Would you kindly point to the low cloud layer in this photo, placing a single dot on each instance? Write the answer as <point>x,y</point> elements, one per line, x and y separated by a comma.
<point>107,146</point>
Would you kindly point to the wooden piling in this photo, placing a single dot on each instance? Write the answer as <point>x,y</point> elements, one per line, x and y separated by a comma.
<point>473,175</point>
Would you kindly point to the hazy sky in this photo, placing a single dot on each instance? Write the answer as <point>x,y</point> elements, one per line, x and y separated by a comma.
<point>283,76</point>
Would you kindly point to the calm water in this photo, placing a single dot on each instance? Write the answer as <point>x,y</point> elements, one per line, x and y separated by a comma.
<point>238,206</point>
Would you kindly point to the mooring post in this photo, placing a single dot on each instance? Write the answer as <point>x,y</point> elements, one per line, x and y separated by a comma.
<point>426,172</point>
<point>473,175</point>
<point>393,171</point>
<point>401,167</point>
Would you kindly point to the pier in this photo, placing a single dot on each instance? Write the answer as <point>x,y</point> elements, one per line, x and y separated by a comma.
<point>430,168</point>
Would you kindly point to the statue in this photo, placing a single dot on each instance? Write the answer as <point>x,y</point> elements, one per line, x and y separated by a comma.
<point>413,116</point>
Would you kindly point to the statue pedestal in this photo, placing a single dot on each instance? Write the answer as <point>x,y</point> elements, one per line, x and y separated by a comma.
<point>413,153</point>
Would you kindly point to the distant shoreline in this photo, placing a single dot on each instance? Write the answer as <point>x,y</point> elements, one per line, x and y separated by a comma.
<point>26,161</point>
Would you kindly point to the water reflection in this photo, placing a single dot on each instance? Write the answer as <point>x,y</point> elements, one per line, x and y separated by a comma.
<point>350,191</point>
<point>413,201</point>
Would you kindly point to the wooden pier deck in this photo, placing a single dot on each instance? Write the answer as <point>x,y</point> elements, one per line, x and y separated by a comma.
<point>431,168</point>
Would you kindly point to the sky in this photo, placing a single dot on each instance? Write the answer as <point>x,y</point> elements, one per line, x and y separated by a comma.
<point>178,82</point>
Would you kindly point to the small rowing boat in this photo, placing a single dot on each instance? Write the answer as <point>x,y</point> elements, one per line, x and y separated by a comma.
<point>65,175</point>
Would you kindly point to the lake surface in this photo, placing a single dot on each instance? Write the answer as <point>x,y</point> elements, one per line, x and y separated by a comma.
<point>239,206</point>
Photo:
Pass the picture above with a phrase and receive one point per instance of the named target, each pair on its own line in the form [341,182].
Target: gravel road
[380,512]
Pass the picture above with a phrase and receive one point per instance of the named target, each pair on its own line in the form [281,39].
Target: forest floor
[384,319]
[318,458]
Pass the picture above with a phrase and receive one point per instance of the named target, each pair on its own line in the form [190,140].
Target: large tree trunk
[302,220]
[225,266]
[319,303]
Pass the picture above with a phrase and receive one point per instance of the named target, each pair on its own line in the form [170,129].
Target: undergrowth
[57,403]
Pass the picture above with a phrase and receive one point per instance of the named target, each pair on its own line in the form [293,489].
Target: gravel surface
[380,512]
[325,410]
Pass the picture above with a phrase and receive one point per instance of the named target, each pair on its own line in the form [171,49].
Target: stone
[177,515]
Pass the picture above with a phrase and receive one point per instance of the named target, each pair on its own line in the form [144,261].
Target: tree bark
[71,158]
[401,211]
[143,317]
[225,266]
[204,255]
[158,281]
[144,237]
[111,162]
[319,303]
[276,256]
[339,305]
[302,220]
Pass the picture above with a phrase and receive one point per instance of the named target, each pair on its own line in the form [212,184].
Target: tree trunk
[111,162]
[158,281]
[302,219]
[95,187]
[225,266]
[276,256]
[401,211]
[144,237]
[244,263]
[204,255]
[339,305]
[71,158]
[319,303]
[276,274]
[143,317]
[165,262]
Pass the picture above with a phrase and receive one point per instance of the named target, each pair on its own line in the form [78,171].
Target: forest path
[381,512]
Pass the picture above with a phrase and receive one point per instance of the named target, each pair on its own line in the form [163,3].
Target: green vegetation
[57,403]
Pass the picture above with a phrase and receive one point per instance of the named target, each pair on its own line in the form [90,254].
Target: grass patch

▶ [Task details]: Set down, exactly as they appear above, all lines from the one that has "the form [170,129]." down to the one that has "the form [212,184].", including those two and no others.

▶ [Problem solution]:
Pass the picture above with a phrase and receive one point per instance of the named target, each pair on its own line in the form [170,129].
Target: undergrowth
[57,403]
Pass the picture above with a phrase and receive one point per instance of the named target, each pair on its own line in the form [293,489].
Target: gravel surface
[380,512]
[325,410]
Pass the picture above with a phrase and receive one point per instance of the named target, each pair on its own line in the form [171,49].
Target: stone
[177,515]
Pass the picture above with a phrase and receive one point per instance of the named target, each pair on its own line in the form [144,261].
Target: tree bark
[71,158]
[401,211]
[143,317]
[225,266]
[204,255]
[158,281]
[144,237]
[111,162]
[319,303]
[276,256]
[339,305]
[302,220]
Pass the picture above with a phrase and receive one point per instance of the named target, each pair on its own line in the form [212,184].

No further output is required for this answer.